▶ _DATA FOR THIS TASK_
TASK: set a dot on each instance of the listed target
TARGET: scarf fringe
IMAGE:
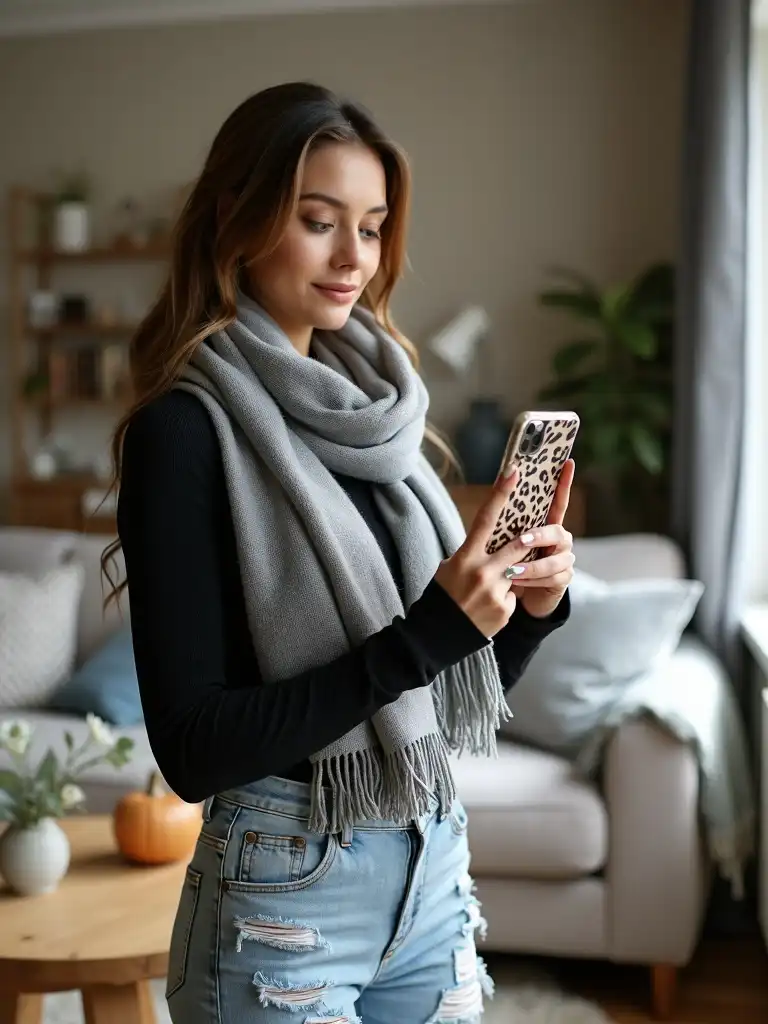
(415, 775)
(355, 783)
(470, 704)
(361, 787)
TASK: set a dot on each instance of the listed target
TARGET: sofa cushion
(38, 633)
(529, 817)
(616, 634)
(33, 550)
(105, 684)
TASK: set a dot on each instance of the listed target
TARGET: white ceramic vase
(34, 860)
(71, 227)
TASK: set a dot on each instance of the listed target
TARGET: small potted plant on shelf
(616, 373)
(34, 850)
(71, 214)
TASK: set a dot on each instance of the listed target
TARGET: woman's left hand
(542, 584)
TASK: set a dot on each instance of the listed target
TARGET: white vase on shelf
(71, 226)
(35, 858)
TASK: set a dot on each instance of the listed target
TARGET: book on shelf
(90, 372)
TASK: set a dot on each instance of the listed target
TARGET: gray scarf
(315, 581)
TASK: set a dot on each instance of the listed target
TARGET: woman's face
(332, 245)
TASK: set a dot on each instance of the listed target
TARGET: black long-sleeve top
(212, 722)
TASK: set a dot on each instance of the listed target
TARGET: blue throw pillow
(105, 684)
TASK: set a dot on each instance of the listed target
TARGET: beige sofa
(562, 867)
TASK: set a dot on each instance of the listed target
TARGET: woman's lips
(343, 294)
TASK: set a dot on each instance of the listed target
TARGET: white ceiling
(30, 17)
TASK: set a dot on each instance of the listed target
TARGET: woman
(311, 630)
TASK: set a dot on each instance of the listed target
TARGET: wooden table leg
(20, 1008)
(119, 1004)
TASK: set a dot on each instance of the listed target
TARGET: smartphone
(539, 444)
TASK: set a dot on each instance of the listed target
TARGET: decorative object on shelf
(43, 465)
(34, 850)
(133, 231)
(617, 376)
(72, 215)
(457, 342)
(156, 826)
(43, 309)
(74, 309)
(480, 440)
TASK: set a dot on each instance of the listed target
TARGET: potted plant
(71, 214)
(616, 373)
(34, 850)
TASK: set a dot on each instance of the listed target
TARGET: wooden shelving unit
(55, 503)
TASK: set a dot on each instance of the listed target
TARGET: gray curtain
(711, 346)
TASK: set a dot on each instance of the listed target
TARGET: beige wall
(542, 132)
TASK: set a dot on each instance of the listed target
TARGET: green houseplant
(34, 850)
(616, 373)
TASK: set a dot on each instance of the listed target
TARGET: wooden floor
(726, 983)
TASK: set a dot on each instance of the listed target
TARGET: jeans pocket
(272, 858)
(458, 817)
(182, 926)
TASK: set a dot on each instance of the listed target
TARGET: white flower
(100, 732)
(15, 735)
(71, 796)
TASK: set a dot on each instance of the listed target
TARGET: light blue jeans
(278, 925)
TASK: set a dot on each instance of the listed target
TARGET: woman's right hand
(474, 579)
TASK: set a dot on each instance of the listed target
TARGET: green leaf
(47, 771)
(571, 388)
(10, 782)
(613, 301)
(647, 448)
(587, 306)
(568, 358)
(638, 339)
(653, 407)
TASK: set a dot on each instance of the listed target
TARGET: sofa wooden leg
(664, 985)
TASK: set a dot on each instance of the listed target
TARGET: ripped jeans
(278, 925)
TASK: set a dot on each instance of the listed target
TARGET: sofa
(563, 866)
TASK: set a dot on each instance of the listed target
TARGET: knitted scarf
(315, 582)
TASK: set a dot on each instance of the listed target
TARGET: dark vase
(480, 440)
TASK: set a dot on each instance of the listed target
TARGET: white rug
(516, 1001)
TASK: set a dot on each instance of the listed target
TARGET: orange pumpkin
(156, 826)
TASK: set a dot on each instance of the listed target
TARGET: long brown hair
(243, 199)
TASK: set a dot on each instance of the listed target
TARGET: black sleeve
(208, 730)
(520, 638)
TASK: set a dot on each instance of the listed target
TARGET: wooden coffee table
(104, 931)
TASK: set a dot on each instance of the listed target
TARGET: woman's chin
(332, 320)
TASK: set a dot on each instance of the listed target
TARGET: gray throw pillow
(616, 632)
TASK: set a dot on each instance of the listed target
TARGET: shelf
(43, 401)
(99, 255)
(83, 330)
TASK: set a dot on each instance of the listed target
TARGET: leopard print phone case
(529, 503)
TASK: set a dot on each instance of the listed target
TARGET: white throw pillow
(38, 633)
(616, 633)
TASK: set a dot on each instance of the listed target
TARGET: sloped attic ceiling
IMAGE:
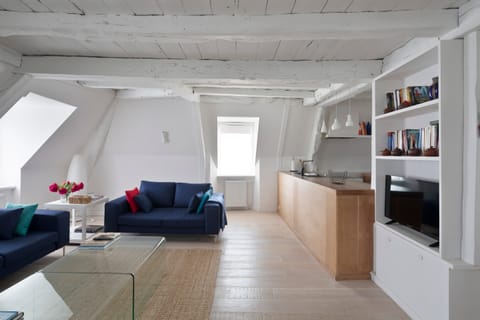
(287, 48)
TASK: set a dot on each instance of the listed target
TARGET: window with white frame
(237, 145)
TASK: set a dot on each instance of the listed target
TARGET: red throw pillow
(130, 198)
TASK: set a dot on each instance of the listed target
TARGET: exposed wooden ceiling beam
(356, 25)
(249, 92)
(10, 56)
(95, 69)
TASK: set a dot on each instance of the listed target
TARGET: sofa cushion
(204, 200)
(194, 202)
(25, 217)
(143, 202)
(130, 195)
(8, 221)
(162, 194)
(185, 191)
(182, 219)
(163, 217)
(19, 249)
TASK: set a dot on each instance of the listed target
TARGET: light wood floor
(267, 274)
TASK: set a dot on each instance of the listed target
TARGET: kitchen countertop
(354, 185)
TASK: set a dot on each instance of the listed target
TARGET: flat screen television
(413, 203)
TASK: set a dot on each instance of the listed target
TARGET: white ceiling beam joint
(469, 21)
(348, 25)
(258, 93)
(106, 69)
(344, 93)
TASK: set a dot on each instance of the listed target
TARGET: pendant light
(336, 125)
(324, 127)
(349, 122)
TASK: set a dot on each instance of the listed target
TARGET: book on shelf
(100, 240)
(408, 139)
(11, 315)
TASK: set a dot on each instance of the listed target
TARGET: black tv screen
(413, 203)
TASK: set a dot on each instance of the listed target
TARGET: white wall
(471, 166)
(352, 155)
(50, 163)
(22, 134)
(285, 130)
(134, 149)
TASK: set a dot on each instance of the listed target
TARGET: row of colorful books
(405, 97)
(408, 139)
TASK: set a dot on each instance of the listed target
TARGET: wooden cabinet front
(335, 225)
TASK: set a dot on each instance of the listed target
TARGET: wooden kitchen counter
(335, 222)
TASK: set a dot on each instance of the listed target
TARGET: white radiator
(236, 194)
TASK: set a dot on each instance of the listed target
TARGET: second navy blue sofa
(48, 231)
(170, 214)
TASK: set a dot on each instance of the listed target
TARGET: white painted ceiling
(220, 30)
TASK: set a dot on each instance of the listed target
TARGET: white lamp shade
(324, 127)
(78, 172)
(349, 122)
(335, 125)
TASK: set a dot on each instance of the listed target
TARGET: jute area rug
(174, 284)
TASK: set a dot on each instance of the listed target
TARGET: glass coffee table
(89, 283)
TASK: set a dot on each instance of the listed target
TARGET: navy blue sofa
(170, 214)
(48, 231)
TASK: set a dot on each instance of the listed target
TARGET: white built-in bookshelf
(414, 274)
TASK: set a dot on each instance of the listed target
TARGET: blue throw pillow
(143, 202)
(184, 192)
(204, 200)
(8, 221)
(195, 202)
(25, 218)
(161, 194)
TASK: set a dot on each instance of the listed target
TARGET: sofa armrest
(113, 209)
(53, 220)
(215, 216)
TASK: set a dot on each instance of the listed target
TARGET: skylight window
(237, 145)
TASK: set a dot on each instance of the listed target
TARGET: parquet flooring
(266, 273)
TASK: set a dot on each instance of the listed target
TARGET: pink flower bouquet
(66, 187)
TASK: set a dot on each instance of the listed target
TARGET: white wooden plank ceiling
(232, 31)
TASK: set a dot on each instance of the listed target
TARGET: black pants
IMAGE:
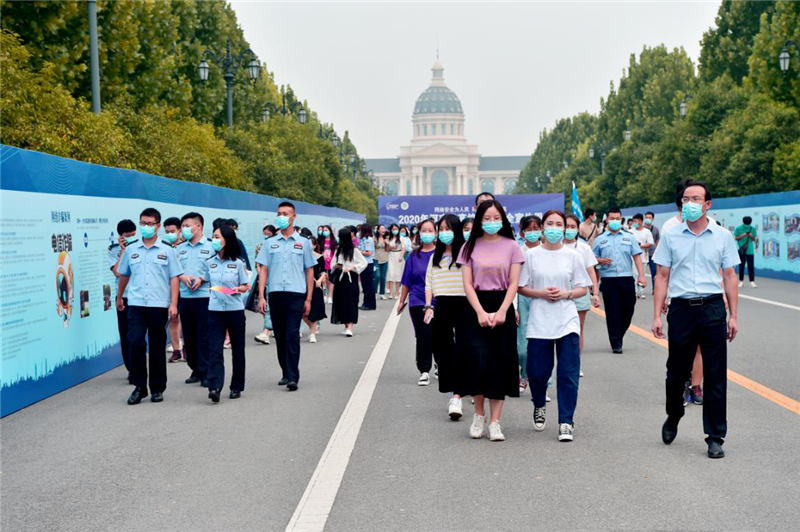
(619, 298)
(218, 322)
(424, 334)
(704, 325)
(287, 313)
(148, 325)
(750, 262)
(368, 286)
(194, 321)
(122, 327)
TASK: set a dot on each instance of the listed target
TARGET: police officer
(149, 268)
(193, 305)
(690, 258)
(614, 250)
(126, 230)
(286, 261)
(226, 269)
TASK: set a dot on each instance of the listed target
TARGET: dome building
(439, 161)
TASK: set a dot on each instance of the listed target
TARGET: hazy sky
(516, 68)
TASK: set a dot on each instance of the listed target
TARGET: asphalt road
(84, 460)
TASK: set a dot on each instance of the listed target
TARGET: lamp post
(228, 62)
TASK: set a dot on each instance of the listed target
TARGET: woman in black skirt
(490, 263)
(346, 266)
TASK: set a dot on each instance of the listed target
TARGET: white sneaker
(495, 434)
(454, 409)
(476, 429)
(565, 431)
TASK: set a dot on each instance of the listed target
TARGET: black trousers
(148, 325)
(368, 286)
(122, 327)
(287, 313)
(704, 325)
(424, 334)
(218, 322)
(619, 298)
(194, 321)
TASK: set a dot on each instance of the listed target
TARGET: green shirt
(746, 241)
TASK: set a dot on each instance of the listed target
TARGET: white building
(439, 161)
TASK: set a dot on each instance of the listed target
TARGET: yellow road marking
(767, 393)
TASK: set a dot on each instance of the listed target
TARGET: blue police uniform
(226, 312)
(697, 316)
(150, 271)
(287, 260)
(193, 306)
(616, 281)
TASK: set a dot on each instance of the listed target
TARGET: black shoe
(715, 449)
(137, 396)
(669, 431)
(214, 395)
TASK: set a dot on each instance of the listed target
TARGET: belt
(697, 301)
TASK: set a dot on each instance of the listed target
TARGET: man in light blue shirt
(286, 264)
(617, 250)
(695, 260)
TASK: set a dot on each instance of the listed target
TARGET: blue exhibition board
(58, 324)
(777, 220)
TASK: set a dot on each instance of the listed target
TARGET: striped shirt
(444, 281)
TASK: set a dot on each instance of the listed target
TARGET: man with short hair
(286, 262)
(696, 263)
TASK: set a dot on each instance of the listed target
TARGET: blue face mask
(533, 236)
(492, 227)
(553, 234)
(446, 237)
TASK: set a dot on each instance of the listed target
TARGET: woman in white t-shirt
(553, 275)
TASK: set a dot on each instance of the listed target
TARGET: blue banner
(411, 210)
(58, 324)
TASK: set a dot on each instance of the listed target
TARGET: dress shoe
(214, 395)
(715, 449)
(669, 431)
(137, 396)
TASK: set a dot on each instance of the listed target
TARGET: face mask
(533, 236)
(446, 237)
(553, 234)
(427, 238)
(692, 211)
(147, 231)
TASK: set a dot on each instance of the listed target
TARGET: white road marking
(777, 304)
(315, 506)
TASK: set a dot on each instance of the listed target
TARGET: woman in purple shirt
(490, 262)
(413, 282)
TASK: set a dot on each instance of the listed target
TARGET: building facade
(439, 161)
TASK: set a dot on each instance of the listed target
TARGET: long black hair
(456, 227)
(346, 246)
(477, 228)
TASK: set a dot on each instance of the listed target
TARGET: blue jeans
(540, 367)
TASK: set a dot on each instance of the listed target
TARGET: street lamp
(228, 62)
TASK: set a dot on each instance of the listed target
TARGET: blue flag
(576, 203)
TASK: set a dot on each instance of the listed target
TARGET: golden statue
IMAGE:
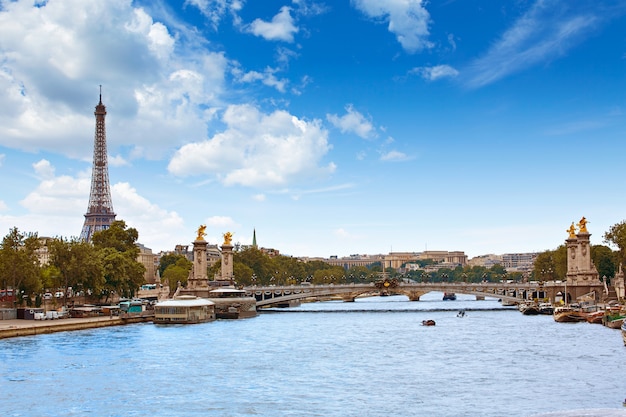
(201, 233)
(572, 231)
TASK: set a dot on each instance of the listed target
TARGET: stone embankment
(15, 328)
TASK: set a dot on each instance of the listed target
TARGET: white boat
(184, 309)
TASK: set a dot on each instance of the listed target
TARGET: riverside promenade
(18, 327)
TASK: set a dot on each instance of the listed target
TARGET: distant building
(486, 261)
(519, 262)
(147, 258)
(455, 257)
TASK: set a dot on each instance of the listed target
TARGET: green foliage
(617, 236)
(19, 266)
(604, 260)
(118, 253)
(74, 263)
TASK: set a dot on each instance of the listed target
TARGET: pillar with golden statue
(582, 278)
(198, 276)
(227, 258)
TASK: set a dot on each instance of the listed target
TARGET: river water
(368, 358)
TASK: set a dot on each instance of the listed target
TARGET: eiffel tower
(100, 213)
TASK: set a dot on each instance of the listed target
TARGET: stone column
(227, 263)
(199, 277)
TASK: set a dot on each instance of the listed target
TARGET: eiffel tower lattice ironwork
(100, 213)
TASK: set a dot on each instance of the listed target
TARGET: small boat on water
(614, 317)
(546, 308)
(184, 309)
(595, 317)
(529, 309)
(568, 314)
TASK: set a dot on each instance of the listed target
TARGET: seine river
(368, 358)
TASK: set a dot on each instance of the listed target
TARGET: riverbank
(17, 328)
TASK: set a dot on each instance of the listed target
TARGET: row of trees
(107, 265)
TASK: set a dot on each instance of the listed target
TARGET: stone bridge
(510, 292)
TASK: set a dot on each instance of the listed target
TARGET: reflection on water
(368, 358)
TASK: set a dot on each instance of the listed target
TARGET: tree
(118, 252)
(76, 264)
(617, 236)
(604, 260)
(19, 264)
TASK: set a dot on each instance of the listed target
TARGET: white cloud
(408, 20)
(157, 94)
(435, 72)
(281, 28)
(156, 225)
(214, 10)
(44, 169)
(394, 156)
(546, 32)
(353, 122)
(220, 221)
(257, 150)
(267, 77)
(57, 205)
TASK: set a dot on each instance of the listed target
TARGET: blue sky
(332, 128)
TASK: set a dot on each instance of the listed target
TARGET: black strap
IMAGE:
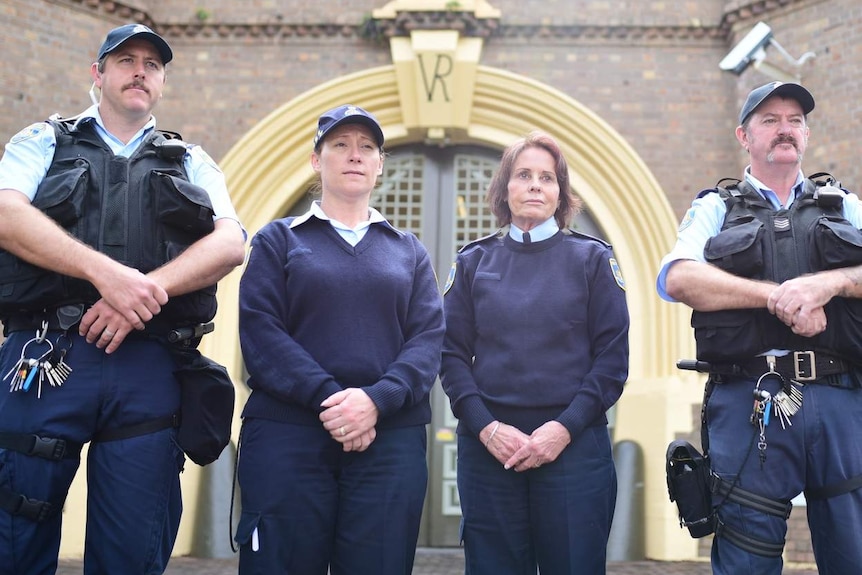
(137, 429)
(748, 543)
(17, 504)
(749, 499)
(839, 488)
(51, 448)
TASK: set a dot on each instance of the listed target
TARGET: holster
(688, 484)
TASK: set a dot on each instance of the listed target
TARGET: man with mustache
(112, 236)
(770, 266)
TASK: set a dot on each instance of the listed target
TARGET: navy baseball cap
(119, 35)
(347, 114)
(786, 90)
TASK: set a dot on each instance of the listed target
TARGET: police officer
(770, 266)
(341, 324)
(112, 233)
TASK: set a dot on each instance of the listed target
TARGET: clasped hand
(349, 416)
(521, 452)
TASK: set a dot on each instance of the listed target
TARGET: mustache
(136, 84)
(784, 139)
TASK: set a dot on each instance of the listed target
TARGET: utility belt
(801, 366)
(203, 423)
(64, 318)
(699, 492)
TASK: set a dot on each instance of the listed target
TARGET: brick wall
(650, 69)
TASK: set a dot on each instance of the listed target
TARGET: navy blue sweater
(535, 333)
(318, 315)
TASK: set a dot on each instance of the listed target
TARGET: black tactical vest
(141, 211)
(761, 243)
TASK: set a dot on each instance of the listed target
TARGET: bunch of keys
(49, 366)
(788, 400)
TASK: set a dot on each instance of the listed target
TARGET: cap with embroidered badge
(786, 90)
(117, 36)
(347, 114)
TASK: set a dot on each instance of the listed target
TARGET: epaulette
(584, 236)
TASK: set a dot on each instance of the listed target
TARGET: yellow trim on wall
(269, 168)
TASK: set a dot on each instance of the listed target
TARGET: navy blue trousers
(133, 488)
(556, 517)
(307, 506)
(822, 447)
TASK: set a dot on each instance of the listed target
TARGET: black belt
(798, 365)
(60, 318)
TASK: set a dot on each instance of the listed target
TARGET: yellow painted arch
(268, 170)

▶ _EXERCISE OBJECTIVE_
How many lines of the data above contain the word "small"? Matching is case-sensitive. Give only the number.

▶ _SOLUTION_
2